- _EXERCISE TASK_
Rewrite the lines below as a JSON list of strings, with one string for each line and no entries for blank lines.

┌────────

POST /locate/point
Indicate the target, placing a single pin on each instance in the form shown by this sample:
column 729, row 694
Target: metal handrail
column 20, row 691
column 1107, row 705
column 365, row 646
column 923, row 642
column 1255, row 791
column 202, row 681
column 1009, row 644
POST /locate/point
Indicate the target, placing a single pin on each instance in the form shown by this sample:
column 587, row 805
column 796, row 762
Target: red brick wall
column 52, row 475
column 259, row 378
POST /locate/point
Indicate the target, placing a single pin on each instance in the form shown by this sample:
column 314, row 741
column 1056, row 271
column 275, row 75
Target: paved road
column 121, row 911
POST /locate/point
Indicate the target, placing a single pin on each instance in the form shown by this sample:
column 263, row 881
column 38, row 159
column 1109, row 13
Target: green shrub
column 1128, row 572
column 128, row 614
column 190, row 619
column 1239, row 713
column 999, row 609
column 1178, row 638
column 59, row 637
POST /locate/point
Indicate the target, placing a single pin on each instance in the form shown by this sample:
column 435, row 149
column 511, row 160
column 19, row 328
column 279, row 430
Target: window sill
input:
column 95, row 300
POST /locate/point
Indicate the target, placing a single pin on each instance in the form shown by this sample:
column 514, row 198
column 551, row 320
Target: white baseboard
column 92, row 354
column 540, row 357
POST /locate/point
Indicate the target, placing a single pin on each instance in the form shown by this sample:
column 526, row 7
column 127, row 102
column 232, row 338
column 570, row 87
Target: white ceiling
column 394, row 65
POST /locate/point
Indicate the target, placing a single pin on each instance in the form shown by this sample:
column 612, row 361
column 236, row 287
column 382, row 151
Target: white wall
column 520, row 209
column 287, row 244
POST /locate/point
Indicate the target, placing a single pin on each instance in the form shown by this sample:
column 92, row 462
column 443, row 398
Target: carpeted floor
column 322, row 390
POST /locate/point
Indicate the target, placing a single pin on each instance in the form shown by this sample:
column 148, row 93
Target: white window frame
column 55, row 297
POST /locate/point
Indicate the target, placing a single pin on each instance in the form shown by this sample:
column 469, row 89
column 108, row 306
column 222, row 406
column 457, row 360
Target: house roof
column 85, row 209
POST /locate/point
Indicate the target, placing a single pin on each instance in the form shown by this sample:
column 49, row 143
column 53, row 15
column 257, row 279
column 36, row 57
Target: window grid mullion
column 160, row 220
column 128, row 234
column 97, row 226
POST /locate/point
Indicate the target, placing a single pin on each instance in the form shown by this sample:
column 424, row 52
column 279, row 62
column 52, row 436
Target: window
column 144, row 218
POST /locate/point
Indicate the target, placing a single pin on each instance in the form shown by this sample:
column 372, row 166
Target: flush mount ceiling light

└────────

- _TASK OUTPUT_
[
  "POST /locate/point",
  "Indicate the target, placing a single pin on each instance in the form shown by this sample:",
  "column 729, row 694",
  "Target: metal handrail",
  "column 20, row 691",
  "column 1107, row 705",
  "column 365, row 646",
  "column 923, row 642",
  "column 1255, row 791",
  "column 202, row 681",
  "column 1009, row 644",
  "POST /locate/point",
  "Indicate the target, placing a single pin on each instance in the form shown by this sample:",
  "column 587, row 805",
  "column 796, row 762",
  "Target: red brick wall",
  "column 52, row 475",
  "column 259, row 378",
  "POST /locate/point",
  "Indicate the target, placing a single pin on each instance in the form shown by this sample:",
  "column 314, row 741",
  "column 1056, row 271",
  "column 275, row 75",
  "Target: paved road",
  "column 121, row 911",
  "POST /locate/point",
  "Indicate the target, placing a single pin on each instance in the form shown by this sample:",
  "column 263, row 881",
  "column 38, row 159",
  "column 1109, row 13",
  "Target: green shrub",
  "column 1128, row 572",
  "column 128, row 614",
  "column 190, row 619",
  "column 1239, row 713",
  "column 999, row 609",
  "column 1178, row 638",
  "column 59, row 637",
  "POST /locate/point",
  "Indicate the target, placing a single pin on each instance in the form shown by this sample:",
  "column 435, row 149",
  "column 511, row 160",
  "column 19, row 328",
  "column 279, row 430",
  "Target: window sill",
  "input:",
  "column 95, row 300",
  "POST /locate/point",
  "Indicate the target, placing a single pin on each instance in the form shown by this sample:",
  "column 514, row 198",
  "column 551, row 320",
  "Target: white baseboard",
  "column 92, row 354",
  "column 540, row 357",
  "POST /locate/point",
  "Indicate the target, placing a single pin on each instance in the form shown by this sample:",
  "column 526, row 7",
  "column 127, row 102",
  "column 232, row 338",
  "column 570, row 87",
  "Target: white ceiling",
  "column 394, row 65",
  "POST /locate/point",
  "Indicate the target, placing a single pin on each instance in the form shown by this sample:",
  "column 612, row 361",
  "column 236, row 287",
  "column 382, row 151",
  "Target: white wall",
  "column 520, row 209",
  "column 287, row 244",
  "POST /locate/point",
  "Indicate the target, placing a single pin on each instance in the form shown by this sample:",
  "column 92, row 462",
  "column 443, row 398",
  "Target: carpeted floor",
  "column 322, row 390",
  "POST /locate/point",
  "Indicate the target, placing a single pin on each instance in the form shown by this sample:",
  "column 148, row 93",
  "Target: white window frame",
  "column 55, row 297",
  "POST /locate/point",
  "Indicate the target, placing a single pin on each instance in the form shown by this sample:",
  "column 469, row 89",
  "column 108, row 306",
  "column 222, row 406",
  "column 457, row 360",
  "Target: house roof",
  "column 85, row 209",
  "POST /locate/point",
  "Indicate the target, placing a single pin on each instance in the form shown by this sample:",
  "column 49, row 143",
  "column 53, row 15",
  "column 257, row 279",
  "column 36, row 57",
  "Target: window grid mullion",
  "column 160, row 220",
  "column 128, row 234",
  "column 97, row 226",
  "POST /locate/point",
  "Indicate the target, placing a single pin on each instance in the form shown by this sample:",
  "column 424, row 52",
  "column 279, row 62",
  "column 52, row 436",
  "Target: window",
  "column 144, row 218",
  "POST /locate/point",
  "Indicate the target, placing a single pin on each instance in the form shown by this sample:",
  "column 372, row 166",
  "Target: flush mount ceiling light"
]